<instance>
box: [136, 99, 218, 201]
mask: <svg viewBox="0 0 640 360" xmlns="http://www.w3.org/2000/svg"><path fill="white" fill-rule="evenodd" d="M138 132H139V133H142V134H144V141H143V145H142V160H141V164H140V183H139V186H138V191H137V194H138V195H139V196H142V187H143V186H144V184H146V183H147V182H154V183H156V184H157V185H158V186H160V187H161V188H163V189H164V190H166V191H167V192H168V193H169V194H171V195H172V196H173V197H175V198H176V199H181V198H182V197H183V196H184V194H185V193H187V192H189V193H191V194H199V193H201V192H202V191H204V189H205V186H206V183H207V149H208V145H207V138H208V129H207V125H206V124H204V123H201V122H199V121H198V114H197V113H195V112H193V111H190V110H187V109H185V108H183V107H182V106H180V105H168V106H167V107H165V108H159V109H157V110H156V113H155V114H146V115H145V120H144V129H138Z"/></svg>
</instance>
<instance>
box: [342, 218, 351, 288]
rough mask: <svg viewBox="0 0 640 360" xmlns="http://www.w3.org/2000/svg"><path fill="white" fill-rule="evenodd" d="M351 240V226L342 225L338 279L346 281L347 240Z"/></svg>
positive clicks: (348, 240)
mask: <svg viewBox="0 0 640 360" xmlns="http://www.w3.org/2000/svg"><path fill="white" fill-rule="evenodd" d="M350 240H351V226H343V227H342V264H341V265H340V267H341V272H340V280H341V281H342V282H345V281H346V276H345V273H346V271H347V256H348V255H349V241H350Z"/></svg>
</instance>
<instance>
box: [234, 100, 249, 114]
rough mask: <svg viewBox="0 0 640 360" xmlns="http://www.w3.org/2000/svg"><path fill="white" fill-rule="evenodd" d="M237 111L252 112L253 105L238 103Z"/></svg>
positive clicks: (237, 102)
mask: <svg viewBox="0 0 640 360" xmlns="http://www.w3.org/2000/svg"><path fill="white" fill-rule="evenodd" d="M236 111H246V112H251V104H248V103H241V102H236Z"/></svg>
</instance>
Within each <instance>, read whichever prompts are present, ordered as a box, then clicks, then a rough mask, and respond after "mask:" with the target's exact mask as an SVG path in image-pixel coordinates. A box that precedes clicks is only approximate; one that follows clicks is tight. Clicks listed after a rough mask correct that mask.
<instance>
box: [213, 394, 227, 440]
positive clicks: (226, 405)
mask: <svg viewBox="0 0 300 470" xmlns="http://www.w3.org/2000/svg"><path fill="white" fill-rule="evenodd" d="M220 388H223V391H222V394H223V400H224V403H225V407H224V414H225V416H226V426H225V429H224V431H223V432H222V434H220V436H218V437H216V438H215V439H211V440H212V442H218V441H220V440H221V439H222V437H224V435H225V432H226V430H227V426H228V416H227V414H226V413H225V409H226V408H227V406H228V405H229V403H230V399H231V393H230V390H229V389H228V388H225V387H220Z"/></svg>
━━━
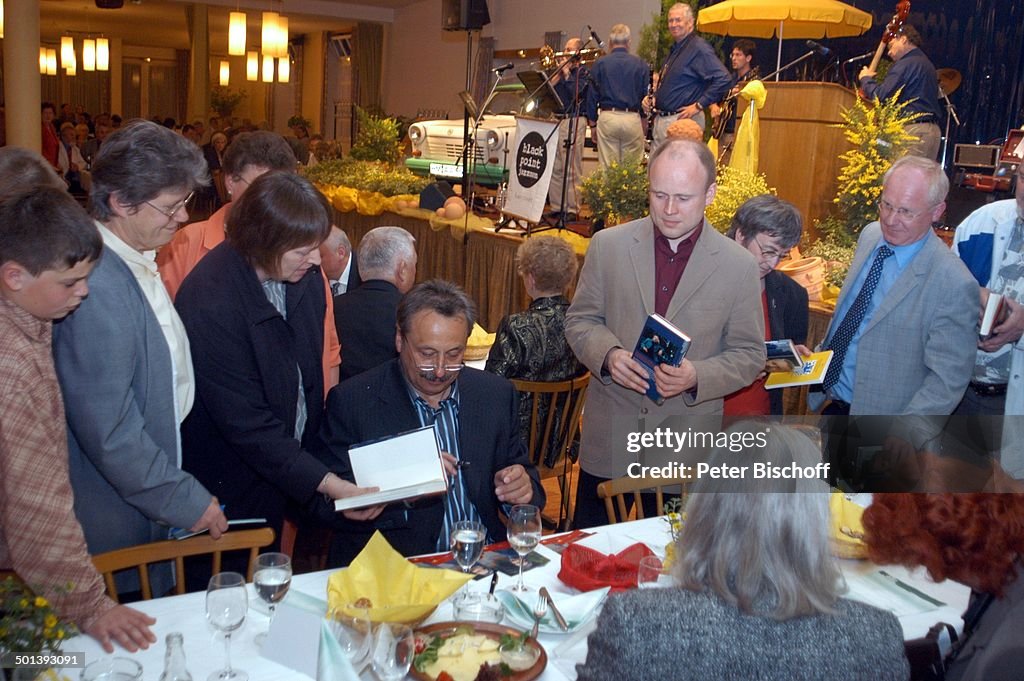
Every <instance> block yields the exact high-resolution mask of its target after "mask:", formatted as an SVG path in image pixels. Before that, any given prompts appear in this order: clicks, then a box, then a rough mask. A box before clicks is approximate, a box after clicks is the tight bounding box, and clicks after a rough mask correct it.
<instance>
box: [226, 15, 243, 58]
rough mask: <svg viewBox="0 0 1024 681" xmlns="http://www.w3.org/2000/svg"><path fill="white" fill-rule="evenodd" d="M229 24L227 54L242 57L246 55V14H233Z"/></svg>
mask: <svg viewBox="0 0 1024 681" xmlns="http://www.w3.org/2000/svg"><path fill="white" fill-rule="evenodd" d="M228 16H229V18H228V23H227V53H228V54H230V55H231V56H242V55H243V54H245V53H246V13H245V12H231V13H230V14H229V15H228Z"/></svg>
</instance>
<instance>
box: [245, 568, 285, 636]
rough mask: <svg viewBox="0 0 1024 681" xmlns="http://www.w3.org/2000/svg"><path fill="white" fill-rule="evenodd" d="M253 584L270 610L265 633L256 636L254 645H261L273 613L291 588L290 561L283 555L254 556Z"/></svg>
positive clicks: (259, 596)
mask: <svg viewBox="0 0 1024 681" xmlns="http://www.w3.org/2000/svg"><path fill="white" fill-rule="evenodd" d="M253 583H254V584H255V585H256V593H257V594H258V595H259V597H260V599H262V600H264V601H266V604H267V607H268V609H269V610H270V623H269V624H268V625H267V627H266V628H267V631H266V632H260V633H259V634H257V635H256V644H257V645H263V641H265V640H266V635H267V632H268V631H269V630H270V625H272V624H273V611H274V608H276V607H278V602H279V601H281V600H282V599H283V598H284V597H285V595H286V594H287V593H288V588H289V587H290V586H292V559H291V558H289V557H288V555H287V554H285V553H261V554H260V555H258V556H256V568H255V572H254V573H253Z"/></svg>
━━━
*WHAT TO PRODUCE*
Lines with "that" in them: work out how many there are in the listing and give the figure alone.

*YOUR SOLUTION*
2